First Ruling of the General Court on the Digital Services Act (DSA)

On virtue of DSA providers of very large online platforms (VLOP) must make available a repository containing advertisements presented on the platform during a period of one year. Repositories should comprise the content of advertisements, including the name of the product, service or brand and the subject matter of the advertisement as well as related data on the advertiser, and, if different, the natural or legal person who paid for the advertisement. This information should include both information about targeting criteria and delivery criteria, especially when advertisements are delivered to vulnerable persons, such as minors.

This obligation is intended to ensure proper oversight of companies that determine the content of targeted advertising, with the objective, once again, of achieving greater transparency.

According to Article 33 of the DSA, these obligations apply to online platforms and search engines with an average of at least 45 million active service recipients per month in the Union and which have been designated as very large online platforms or very large search engines. On 25 April 2023 the European Commission adopted the first designation decisions under the Digital Services Act. Upon their designation, companies had to comply within the next four months with the full set of new obligations under the DSA. 

There were 17 entities designated as very large online platforms - Alibaba AliExpress, Amazon Store, Apple AppStore, Booking.com, Facebook, Google Play, Google Maps, Google Shopping, Instagram, LinkedIn, Pinterest, Snapchat, TikTok, Twitter, Wikipedia, YouTube, Zalando. The category of very large search engines included 2 entities - Bing, Google Search.

At this point, it is worth mentioning that of the entities that have been identified as very large online platforms, as many as two disagree with their inclusion in this category. Zalando filed a complaint against the European Commission before the Court of Justice of the European Union, challenging its designation as a very large online platform on 27 June 2023 (ref. T-348/23). In its complaint, it raised the following allegations:

  • misapplication of the scope of the DSA and an error of law in applying that regulation by claiming that it is no longer an intermediate service provider, ergo the DSA does not apply to Zalando;
  • Article 33(1) and (4) in conjunction with Article 24(2) of the DSA are vague, which relate to the requirements related to the calculation of the threshold value of active recipients;
  • infringement of the general principle of equality due to the imprecision of the method for calculating the number of active recipients, which translates into unequal treatment of online platform providers;
  • infringement of the principles of proportionality as a result of disproportionate interference with Zalando's fundamental rights and freedoms;
  • infringement of the obligation to state reasons under Article 296 TFEU.

(Dataset items)
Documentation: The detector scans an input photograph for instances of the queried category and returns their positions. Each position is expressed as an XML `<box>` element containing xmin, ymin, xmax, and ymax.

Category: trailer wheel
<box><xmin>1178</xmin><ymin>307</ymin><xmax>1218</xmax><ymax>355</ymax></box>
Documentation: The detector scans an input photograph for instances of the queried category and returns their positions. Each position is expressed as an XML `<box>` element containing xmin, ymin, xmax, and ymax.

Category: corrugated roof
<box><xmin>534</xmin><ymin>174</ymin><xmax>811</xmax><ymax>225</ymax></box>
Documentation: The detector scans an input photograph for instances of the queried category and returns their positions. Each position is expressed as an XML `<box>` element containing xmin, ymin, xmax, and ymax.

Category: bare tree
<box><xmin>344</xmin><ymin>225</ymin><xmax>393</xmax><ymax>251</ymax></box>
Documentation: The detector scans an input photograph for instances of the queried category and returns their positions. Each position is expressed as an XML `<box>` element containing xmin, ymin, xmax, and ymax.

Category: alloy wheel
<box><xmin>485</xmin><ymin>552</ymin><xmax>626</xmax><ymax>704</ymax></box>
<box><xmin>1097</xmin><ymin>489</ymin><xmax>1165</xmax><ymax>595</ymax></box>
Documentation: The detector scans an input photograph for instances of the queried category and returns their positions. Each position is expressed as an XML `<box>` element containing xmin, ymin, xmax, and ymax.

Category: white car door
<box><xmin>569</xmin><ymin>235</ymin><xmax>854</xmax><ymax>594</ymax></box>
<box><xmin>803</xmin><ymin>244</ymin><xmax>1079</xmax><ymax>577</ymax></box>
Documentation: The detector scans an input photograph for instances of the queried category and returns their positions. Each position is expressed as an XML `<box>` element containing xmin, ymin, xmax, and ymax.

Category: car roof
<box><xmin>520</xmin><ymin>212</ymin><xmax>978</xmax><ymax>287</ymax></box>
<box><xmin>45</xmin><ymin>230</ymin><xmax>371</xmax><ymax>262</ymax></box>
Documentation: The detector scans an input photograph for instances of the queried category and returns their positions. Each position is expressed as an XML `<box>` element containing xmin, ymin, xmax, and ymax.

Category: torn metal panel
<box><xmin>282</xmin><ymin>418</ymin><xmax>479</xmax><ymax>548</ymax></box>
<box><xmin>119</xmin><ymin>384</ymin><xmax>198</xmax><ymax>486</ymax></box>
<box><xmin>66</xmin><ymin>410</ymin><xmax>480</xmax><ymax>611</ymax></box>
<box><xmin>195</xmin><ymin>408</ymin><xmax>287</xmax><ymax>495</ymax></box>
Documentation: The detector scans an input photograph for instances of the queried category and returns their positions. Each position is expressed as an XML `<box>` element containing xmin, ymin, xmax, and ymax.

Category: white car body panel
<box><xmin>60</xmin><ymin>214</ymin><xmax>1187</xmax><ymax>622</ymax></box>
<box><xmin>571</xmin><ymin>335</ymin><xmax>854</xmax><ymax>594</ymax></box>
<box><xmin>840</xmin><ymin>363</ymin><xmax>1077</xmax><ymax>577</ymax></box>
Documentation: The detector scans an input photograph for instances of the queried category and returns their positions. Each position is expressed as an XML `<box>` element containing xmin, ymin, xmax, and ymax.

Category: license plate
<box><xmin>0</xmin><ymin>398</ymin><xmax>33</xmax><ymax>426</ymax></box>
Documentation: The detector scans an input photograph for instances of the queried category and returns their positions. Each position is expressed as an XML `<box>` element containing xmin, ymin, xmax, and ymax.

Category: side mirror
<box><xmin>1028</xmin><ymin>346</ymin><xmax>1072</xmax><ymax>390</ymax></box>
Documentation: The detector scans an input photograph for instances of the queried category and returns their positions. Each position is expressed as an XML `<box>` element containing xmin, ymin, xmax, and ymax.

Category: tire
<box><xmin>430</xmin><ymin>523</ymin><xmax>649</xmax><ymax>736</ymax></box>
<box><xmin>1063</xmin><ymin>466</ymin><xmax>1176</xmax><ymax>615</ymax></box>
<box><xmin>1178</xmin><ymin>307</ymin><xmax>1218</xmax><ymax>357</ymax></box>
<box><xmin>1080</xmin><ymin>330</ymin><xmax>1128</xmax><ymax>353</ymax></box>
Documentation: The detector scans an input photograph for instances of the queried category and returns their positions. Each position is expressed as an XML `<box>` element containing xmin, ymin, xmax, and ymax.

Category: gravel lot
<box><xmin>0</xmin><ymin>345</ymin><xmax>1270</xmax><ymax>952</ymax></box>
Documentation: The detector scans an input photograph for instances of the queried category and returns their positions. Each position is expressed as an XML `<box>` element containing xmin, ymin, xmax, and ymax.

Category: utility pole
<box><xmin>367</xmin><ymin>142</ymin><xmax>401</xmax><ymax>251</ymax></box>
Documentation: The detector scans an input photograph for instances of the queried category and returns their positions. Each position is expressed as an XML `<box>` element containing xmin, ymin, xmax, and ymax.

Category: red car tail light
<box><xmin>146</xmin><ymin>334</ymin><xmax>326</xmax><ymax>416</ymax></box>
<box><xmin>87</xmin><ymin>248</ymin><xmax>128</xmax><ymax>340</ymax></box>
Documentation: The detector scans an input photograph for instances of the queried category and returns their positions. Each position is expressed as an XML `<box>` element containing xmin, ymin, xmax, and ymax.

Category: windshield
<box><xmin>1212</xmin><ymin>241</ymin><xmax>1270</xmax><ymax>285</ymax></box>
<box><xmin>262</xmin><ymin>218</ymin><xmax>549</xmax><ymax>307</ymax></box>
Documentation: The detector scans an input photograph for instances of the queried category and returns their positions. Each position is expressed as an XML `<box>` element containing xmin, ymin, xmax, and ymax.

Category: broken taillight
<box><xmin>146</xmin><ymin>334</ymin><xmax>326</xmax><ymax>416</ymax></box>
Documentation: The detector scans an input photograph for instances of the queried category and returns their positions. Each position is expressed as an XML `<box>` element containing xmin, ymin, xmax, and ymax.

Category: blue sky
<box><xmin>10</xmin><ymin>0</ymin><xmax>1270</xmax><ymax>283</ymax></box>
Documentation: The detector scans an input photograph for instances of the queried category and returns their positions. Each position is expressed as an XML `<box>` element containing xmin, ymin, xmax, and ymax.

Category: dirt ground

> [Problem details]:
According to the excerpt on the General Court's first DSA ruling, on what date did Zalando file its complaint challenging its designation as a very large online platform?

> [Task result]:
27 June 2023